**WHAT TO DO:**
Nothing outside the stretch is wanted. Repeat exactly the lines of the listing below from the one that contains "Localize the tree line" through the one that contains "Localize the leafy", both ends included.

....................

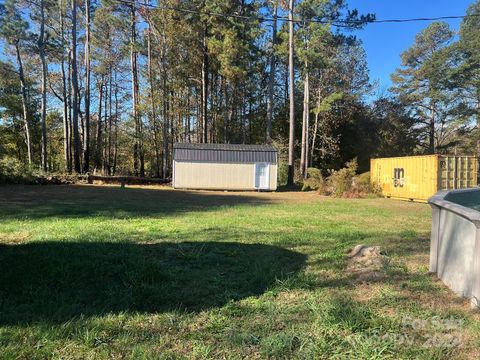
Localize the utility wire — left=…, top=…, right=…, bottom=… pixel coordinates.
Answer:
left=114, top=0, right=480, bottom=27
left=369, top=15, right=480, bottom=23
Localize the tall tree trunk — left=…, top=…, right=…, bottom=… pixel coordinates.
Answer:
left=15, top=43, right=33, bottom=165
left=108, top=67, right=113, bottom=174
left=187, top=88, right=191, bottom=142
left=130, top=3, right=143, bottom=176
left=248, top=99, right=253, bottom=143
left=95, top=79, right=104, bottom=172
left=429, top=119, right=435, bottom=154
left=196, top=90, right=200, bottom=142
left=170, top=91, right=174, bottom=159
left=201, top=24, right=209, bottom=143
left=147, top=26, right=161, bottom=177
left=476, top=90, right=480, bottom=157
left=266, top=1, right=277, bottom=143
left=61, top=57, right=70, bottom=172
left=103, top=70, right=109, bottom=174
left=162, top=76, right=168, bottom=178
left=185, top=87, right=190, bottom=142
left=38, top=0, right=48, bottom=171
left=130, top=4, right=138, bottom=175
left=300, top=69, right=309, bottom=179
left=311, top=111, right=319, bottom=167
left=67, top=47, right=73, bottom=166
left=71, top=0, right=82, bottom=173
left=429, top=103, right=436, bottom=154
left=304, top=90, right=309, bottom=171
left=211, top=73, right=216, bottom=142
left=242, top=86, right=246, bottom=144
left=227, top=90, right=234, bottom=143
left=223, top=81, right=229, bottom=143
left=83, top=0, right=91, bottom=172
left=60, top=1, right=70, bottom=172
left=113, top=76, right=119, bottom=175
left=287, top=0, right=295, bottom=186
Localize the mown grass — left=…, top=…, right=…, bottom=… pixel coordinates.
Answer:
left=0, top=185, right=479, bottom=359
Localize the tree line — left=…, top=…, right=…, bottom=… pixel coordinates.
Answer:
left=391, top=5, right=480, bottom=156
left=0, top=0, right=479, bottom=184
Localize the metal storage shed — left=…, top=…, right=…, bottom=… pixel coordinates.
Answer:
left=173, top=143, right=278, bottom=191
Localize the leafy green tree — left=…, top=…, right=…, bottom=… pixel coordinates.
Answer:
left=443, top=0, right=480, bottom=154
left=338, top=98, right=419, bottom=172
left=0, top=0, right=381, bottom=178
left=460, top=1, right=480, bottom=123
left=29, top=0, right=56, bottom=171
left=0, top=0, right=34, bottom=164
left=294, top=0, right=373, bottom=177
left=391, top=21, right=455, bottom=154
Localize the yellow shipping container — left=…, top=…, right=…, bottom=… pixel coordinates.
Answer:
left=370, top=155, right=478, bottom=202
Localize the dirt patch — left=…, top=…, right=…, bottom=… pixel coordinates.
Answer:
left=352, top=282, right=390, bottom=303
left=403, top=254, right=429, bottom=273
left=346, top=245, right=389, bottom=282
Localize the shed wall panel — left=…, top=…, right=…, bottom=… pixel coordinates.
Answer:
left=173, top=161, right=277, bottom=190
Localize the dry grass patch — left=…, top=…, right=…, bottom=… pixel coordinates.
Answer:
left=0, top=231, right=30, bottom=244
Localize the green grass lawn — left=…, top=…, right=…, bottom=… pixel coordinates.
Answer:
left=0, top=185, right=479, bottom=359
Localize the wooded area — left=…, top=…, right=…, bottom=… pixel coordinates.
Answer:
left=0, top=0, right=479, bottom=183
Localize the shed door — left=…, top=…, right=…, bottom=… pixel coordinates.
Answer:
left=255, top=163, right=269, bottom=189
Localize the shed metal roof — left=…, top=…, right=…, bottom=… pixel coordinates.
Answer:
left=173, top=143, right=277, bottom=164
left=173, top=143, right=276, bottom=152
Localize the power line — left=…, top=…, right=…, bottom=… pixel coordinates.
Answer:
left=369, top=15, right=480, bottom=23
left=114, top=0, right=480, bottom=27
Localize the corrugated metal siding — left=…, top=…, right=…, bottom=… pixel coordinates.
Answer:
left=173, top=148, right=277, bottom=164
left=174, top=143, right=276, bottom=152
left=438, top=156, right=477, bottom=190
left=370, top=155, right=478, bottom=202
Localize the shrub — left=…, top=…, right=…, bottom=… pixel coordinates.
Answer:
left=293, top=160, right=303, bottom=185
left=0, top=157, right=37, bottom=184
left=352, top=171, right=372, bottom=195
left=328, top=159, right=358, bottom=197
left=355, top=171, right=370, bottom=188
left=354, top=171, right=383, bottom=196
left=298, top=161, right=381, bottom=198
left=371, top=182, right=382, bottom=196
left=302, top=168, right=325, bottom=192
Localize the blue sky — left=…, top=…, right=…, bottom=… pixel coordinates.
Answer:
left=347, top=0, right=474, bottom=93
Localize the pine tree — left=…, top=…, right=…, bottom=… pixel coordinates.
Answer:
left=391, top=22, right=455, bottom=153
left=0, top=0, right=34, bottom=165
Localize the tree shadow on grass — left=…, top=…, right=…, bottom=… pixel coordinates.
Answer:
left=0, top=241, right=306, bottom=325
left=0, top=185, right=273, bottom=220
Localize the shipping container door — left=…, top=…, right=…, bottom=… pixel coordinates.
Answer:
left=439, top=156, right=477, bottom=190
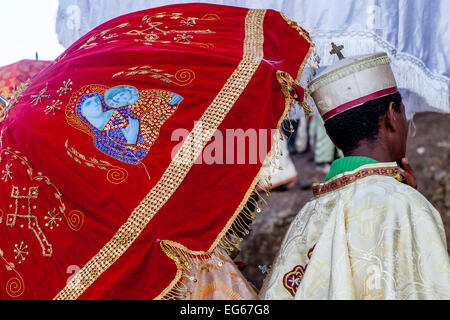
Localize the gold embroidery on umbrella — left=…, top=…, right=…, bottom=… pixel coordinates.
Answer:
left=79, top=22, right=129, bottom=50
left=124, top=12, right=218, bottom=48
left=0, top=80, right=30, bottom=123
left=0, top=146, right=85, bottom=232
left=65, top=210, right=84, bottom=231
left=0, top=248, right=25, bottom=298
left=57, top=79, right=73, bottom=96
left=1, top=163, right=13, bottom=182
left=30, top=82, right=51, bottom=107
left=112, top=66, right=195, bottom=87
left=65, top=139, right=129, bottom=185
left=44, top=208, right=63, bottom=230
left=13, top=241, right=29, bottom=264
left=6, top=186, right=53, bottom=257
left=44, top=99, right=62, bottom=115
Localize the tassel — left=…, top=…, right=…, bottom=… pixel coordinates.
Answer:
left=276, top=70, right=314, bottom=116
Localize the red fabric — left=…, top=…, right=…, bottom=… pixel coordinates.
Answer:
left=0, top=3, right=312, bottom=299
left=0, top=60, right=51, bottom=98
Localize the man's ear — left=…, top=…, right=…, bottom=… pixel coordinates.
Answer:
left=383, top=102, right=397, bottom=132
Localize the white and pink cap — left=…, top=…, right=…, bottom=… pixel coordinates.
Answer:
left=309, top=52, right=398, bottom=121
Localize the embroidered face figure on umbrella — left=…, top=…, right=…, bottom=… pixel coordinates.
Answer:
left=105, top=85, right=139, bottom=109
left=68, top=84, right=183, bottom=165
left=80, top=95, right=113, bottom=130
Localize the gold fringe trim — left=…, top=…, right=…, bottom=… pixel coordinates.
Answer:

....................

**SOLUTION TO THE EXERCISE:**
Localize the tree line — left=…, top=…, right=…, bottom=… pixel coordinates.
Answer:
left=391, top=5, right=480, bottom=156
left=0, top=0, right=479, bottom=184
Localize the metal storage shed — left=…, top=…, right=…, bottom=… pixel coordinates.
Answer:
left=173, top=143, right=278, bottom=191
Localize the leafy green tree — left=…, top=…, right=…, bottom=… pixel coordinates.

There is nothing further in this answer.